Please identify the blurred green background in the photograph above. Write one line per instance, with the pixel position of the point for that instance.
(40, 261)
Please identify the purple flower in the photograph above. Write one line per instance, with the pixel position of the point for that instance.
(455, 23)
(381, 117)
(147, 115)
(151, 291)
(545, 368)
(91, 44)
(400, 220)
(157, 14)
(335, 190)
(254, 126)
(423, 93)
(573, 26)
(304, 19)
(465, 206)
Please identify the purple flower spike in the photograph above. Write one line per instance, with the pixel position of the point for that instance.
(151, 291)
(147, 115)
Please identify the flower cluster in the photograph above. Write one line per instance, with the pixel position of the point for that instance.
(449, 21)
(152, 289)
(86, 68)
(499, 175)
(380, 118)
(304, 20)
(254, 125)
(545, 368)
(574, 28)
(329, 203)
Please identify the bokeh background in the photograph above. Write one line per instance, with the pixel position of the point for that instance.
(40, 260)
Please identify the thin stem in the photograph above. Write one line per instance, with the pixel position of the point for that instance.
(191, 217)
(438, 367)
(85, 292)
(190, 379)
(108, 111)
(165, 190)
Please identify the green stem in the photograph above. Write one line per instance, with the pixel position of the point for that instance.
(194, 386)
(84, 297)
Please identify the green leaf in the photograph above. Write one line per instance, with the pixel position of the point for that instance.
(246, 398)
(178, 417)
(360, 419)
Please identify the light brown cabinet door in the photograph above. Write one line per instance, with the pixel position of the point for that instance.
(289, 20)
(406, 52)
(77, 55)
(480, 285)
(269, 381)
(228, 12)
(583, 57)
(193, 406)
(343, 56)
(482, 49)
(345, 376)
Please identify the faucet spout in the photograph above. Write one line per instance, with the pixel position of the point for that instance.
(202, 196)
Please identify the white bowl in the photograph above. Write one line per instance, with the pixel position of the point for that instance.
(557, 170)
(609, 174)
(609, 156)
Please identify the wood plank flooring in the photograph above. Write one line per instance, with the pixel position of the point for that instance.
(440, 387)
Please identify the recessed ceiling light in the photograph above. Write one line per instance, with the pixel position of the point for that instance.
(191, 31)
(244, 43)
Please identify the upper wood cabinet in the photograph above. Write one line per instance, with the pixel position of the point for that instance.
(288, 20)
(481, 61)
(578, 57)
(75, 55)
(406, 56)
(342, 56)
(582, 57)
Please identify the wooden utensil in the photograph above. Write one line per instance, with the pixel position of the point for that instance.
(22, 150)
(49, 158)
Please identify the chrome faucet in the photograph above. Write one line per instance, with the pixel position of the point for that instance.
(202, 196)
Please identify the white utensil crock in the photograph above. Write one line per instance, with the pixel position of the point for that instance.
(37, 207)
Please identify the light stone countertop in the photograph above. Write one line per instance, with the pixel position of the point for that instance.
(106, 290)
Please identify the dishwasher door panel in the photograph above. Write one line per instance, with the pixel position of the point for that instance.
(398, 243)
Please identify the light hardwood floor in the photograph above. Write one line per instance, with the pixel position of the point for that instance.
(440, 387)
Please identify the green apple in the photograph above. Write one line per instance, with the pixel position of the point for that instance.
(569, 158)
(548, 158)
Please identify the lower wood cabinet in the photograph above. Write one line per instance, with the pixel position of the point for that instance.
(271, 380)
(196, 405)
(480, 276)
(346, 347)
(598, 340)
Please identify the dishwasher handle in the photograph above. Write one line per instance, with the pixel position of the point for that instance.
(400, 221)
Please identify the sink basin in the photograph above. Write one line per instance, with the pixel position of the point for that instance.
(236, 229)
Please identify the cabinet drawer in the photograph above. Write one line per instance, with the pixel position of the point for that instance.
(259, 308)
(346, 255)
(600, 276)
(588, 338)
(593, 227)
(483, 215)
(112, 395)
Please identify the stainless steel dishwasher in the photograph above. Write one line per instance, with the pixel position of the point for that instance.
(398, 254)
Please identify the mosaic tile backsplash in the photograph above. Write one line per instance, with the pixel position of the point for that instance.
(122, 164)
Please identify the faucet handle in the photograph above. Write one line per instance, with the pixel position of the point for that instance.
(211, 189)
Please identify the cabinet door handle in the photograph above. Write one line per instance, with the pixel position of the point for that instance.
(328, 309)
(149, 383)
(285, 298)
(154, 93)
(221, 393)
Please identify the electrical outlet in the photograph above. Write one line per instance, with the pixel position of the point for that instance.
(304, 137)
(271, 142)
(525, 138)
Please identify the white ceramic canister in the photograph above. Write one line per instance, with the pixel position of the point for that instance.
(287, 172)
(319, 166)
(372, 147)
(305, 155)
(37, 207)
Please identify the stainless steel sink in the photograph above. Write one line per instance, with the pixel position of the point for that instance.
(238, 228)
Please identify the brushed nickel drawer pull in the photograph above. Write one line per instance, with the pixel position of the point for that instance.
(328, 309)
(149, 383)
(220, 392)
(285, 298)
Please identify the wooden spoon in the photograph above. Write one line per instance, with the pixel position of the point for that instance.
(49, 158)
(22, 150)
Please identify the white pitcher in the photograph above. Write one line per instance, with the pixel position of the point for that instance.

══════════

(What is expected)
Please set down all of the lines above again, word for word and in the same order.

(Solved problem)
Please identify the blurred green background in the photograph above. Write one line per instance, with the pixel position of the point for that instance.
(40, 261)
Please identify the purple flower in the photograph above. Write one line per instance, with the pixel position of the point for that instance.
(455, 23)
(381, 117)
(147, 115)
(151, 291)
(545, 368)
(91, 44)
(400, 220)
(157, 14)
(335, 190)
(254, 126)
(423, 93)
(573, 26)
(304, 19)
(465, 206)
Please identify the purple flower spike in the photograph above. Write one line per instance, with the pixel position of the point for that instance.
(151, 291)
(147, 115)
Please identify the flower cluster in the photograph above. Write one line per instance, with the pixel position of the point for that instance.
(449, 21)
(152, 289)
(86, 68)
(499, 175)
(380, 118)
(304, 20)
(254, 125)
(545, 368)
(574, 28)
(329, 203)
Please identify the bokeh background in the photograph above. Write one line per instance, with the pixel position of the point for that instance.
(40, 260)
Please identify the thin stem in the photograph above. Write one line per instance, with the pixel position of the point for that instance.
(191, 217)
(438, 367)
(85, 292)
(190, 379)
(108, 111)
(165, 190)
Please identify the green stem in the photograph above. Write one line per instance, with the pixel position of the point for that instance.
(194, 386)
(84, 297)
Please identify the green leaf in the photograph above. Write one line per instance, with the pixel position of the point for that instance.
(246, 398)
(178, 417)
(360, 419)
Please identify the light brown cabinet door in the photograph above. Write one line per instance, with the pixel position of the point for that instance.
(289, 20)
(406, 52)
(77, 55)
(480, 285)
(269, 381)
(228, 12)
(583, 57)
(193, 406)
(343, 56)
(482, 49)
(345, 376)
Please identify the faucet spout in the photograph above. Write one line per instance, with the pixel position of the point for that instance.
(202, 196)
Please identify the white bowl in the photograph above. Write one line per instance, with the pixel position of the point for that instance.
(557, 170)
(609, 174)
(609, 156)
Please identify the wood plank flooring in the photograph above. Write one line per instance, with the pixel position of the point for that instance.
(440, 387)
Please identify the recessed ceiling light in the photograph above. Write one line per instance, with the pixel position of the point for that instance.
(191, 31)
(244, 43)
Please identify the upper wood cabinet in the photograph above. Write one line per instance, with the pixel position of the point for that instance.
(288, 20)
(481, 61)
(578, 57)
(75, 55)
(406, 56)
(342, 56)
(582, 57)
Please identify the wooden utensil in the photograph above. Write one line per instance, with the pixel position of the point for that instance.
(22, 150)
(49, 158)
Please identify the chrome faucet in the photograph above. Write one line per instance, with the pixel position of the point for that instance.
(202, 196)
Please identify the white utensil crock in the photograph above. Write one line per instance, with the pixel position of the point for that instance.
(37, 207)
Please identify the light stone countertop in the photograph above. Write one line per instance, with the pixel position of the point for that instance.
(106, 290)
Please identify the dishwasher door panel in the photograph above. Write one line per instance, with the pixel position of the point for that instance.
(398, 243)
Please identify the light hardwood floor in the photograph above. Write one line per instance, with the pixel position of the point for that instance.
(440, 387)
Please identify the green apple in the photograph above. Write one line per instance, with the pixel position of the point for that instance.
(569, 158)
(548, 158)
Please identify the lower wood cabinet in the photograph above. Write one line per instance, with the pixel position of the point for that instance.
(271, 380)
(196, 405)
(480, 276)
(346, 347)
(598, 340)
Please identify the dishwasher handle in the photograph above. Write one line per instance, with the pixel position of the point for that instance.
(400, 221)
Please identify the sink basin in the photograph above. Write one line per instance, with the pixel position of the point for that instance.
(236, 229)
Please identify the cabinet drawer in the photograph above. Write one line per instance, with the pixel position of the point for that instance.
(259, 308)
(346, 255)
(600, 276)
(588, 338)
(593, 227)
(483, 215)
(112, 395)
Please identify the stainless steel dishwasher in the photograph above. Write one line per instance, with the pixel position of the point for that instance.
(398, 254)
Please identify the mosaic tile backsplash in the photograph above. Write one line per instance, with the pixel position of the point for that instance.
(122, 164)
Please identify the faucet handle in the photograph above. Write one line per instance, with the pixel position of the point for that instance.
(211, 189)
Please identify the cabinet door handle in the photograph above. Write one line per instance, with the pixel position of the point for that instance.
(328, 309)
(149, 383)
(285, 298)
(154, 93)
(221, 393)
Please identify the electrical outlet in the photograph above. Write one line per instance, with the pixel position of the point for that instance.
(304, 137)
(271, 142)
(525, 138)
Please identify the white ceramic canister in the photograph above. Write one line per instance, with the pixel position of the point for that instance.
(287, 172)
(319, 166)
(372, 147)
(305, 155)
(37, 207)
Please identify the stainless steel sink in the photograph above. Write one line per instance, with the pixel position of the point for that instance.
(238, 228)
Please identify the brushed nickel drawer pull in the photograph above. Write one line per instance, with the pixel position of the point for that instance.
(328, 309)
(149, 383)
(220, 392)
(285, 298)
Please identify the wooden spoon in the photograph above. Write one line per instance, with the pixel position of the point for that instance.
(49, 158)
(22, 150)
Please identify the white pitcher in the photograph above. Write one line per instance, with the pixel position of the point for that instance.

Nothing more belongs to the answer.